◆ INSTRUCTIONS FOR THE TASK:
List every line of the records below that contains the word "jacket", copying each such line in full. Treat the match as case-sensitive.

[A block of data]
** Start **

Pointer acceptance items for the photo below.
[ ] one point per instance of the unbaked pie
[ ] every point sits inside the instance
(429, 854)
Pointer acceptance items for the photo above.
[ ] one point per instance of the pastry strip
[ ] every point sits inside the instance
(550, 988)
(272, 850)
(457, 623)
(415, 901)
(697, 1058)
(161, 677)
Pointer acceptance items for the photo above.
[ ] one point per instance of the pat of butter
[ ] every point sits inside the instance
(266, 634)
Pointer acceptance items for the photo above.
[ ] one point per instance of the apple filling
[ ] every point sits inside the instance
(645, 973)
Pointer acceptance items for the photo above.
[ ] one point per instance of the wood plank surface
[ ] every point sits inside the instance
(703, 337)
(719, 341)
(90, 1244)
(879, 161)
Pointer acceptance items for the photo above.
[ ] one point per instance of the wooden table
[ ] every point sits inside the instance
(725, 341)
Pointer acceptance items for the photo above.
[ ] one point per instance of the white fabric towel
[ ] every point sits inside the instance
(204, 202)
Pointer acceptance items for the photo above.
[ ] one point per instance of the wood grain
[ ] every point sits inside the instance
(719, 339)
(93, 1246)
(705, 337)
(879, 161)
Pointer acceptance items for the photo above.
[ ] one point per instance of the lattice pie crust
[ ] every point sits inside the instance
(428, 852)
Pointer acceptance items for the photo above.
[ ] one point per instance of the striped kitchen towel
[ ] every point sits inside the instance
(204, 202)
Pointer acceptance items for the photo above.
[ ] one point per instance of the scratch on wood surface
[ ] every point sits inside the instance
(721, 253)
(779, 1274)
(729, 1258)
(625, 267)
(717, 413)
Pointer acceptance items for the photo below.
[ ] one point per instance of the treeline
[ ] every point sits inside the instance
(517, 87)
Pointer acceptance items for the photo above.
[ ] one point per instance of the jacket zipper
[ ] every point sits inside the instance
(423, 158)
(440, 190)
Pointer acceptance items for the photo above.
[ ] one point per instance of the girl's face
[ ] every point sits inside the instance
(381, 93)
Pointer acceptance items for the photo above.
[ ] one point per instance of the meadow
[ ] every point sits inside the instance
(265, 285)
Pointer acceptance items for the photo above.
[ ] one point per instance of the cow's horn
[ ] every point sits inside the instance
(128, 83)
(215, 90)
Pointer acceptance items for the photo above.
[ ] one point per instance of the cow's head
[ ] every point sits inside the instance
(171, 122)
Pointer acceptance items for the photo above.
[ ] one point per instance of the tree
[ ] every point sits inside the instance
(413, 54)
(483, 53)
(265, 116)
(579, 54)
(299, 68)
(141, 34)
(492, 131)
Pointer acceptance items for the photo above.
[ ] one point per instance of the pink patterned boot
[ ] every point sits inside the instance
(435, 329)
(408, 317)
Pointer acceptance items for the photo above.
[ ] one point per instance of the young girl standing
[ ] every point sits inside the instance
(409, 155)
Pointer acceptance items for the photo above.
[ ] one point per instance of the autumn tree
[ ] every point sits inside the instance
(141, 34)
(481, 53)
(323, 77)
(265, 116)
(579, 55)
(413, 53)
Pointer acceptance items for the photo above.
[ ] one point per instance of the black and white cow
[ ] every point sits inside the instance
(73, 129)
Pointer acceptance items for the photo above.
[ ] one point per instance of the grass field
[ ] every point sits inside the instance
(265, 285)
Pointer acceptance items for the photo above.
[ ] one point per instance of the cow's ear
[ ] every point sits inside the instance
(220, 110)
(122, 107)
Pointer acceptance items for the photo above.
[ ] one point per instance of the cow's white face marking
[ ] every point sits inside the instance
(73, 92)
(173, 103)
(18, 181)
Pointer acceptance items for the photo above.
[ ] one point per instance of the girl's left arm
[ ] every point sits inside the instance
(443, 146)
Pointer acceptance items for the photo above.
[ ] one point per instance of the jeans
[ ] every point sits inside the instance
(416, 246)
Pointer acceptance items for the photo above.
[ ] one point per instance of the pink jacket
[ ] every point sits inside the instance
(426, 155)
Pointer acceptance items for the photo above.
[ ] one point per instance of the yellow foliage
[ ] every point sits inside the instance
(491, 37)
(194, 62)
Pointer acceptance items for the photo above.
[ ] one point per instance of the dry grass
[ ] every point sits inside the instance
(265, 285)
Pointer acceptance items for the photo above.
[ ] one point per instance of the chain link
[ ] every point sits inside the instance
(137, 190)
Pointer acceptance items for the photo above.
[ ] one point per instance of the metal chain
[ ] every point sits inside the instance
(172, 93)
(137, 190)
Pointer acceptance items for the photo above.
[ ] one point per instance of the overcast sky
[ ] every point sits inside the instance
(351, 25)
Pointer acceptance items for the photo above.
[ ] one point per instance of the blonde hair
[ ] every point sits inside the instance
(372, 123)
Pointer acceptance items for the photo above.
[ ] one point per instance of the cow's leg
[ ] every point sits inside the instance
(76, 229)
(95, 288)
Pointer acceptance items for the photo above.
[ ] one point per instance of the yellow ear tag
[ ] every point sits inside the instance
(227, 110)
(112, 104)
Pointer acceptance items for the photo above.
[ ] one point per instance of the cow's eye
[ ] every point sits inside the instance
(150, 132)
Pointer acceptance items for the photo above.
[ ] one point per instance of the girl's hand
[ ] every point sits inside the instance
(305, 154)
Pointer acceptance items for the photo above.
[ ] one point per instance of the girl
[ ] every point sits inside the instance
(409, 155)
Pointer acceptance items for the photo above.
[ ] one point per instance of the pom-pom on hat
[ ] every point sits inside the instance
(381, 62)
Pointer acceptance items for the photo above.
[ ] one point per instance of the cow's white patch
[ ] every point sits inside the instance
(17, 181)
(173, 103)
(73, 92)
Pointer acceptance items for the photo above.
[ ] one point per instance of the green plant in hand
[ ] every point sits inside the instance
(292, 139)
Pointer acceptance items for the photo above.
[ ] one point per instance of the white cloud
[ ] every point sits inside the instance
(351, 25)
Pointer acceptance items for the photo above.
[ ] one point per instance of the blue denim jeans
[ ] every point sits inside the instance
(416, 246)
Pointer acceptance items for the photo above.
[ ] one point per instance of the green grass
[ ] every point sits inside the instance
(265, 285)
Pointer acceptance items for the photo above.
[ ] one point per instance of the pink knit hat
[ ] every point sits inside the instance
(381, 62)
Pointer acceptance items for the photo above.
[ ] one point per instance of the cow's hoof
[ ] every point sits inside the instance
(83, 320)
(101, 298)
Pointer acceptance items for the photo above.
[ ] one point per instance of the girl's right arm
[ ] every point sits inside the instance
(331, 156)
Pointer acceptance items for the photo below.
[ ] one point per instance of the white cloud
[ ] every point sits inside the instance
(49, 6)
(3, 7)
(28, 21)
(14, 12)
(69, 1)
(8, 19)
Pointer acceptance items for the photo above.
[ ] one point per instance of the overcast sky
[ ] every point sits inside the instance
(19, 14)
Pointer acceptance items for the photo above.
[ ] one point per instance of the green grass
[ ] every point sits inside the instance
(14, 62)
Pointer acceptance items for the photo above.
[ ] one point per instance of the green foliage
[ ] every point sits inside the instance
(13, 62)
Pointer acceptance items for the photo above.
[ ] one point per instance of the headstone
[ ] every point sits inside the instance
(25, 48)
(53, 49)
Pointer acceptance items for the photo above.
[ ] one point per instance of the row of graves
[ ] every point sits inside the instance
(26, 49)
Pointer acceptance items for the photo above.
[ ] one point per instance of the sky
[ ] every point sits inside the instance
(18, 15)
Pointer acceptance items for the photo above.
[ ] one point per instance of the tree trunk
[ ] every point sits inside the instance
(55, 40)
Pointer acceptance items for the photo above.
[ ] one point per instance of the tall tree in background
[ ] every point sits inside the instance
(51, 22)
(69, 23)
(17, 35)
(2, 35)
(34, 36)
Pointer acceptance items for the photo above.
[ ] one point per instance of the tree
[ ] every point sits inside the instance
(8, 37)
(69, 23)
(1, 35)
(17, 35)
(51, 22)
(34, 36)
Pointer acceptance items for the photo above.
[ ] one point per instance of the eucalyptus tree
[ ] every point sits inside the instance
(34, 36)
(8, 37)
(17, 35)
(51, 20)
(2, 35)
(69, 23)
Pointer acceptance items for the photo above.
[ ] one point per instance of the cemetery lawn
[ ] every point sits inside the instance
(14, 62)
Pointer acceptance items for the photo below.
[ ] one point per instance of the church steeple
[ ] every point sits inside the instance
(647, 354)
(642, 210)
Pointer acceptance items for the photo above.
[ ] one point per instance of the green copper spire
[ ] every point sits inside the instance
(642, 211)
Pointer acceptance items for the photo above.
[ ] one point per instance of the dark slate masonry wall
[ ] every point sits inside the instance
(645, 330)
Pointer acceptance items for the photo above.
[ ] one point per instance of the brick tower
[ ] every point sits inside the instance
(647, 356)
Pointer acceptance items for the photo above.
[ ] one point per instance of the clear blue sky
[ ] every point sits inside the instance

** End **

◆ ANSWER TO THIS TASK:
[ ] one point per instance of the jacket zipper
[ ] one point per instance of the pink jacket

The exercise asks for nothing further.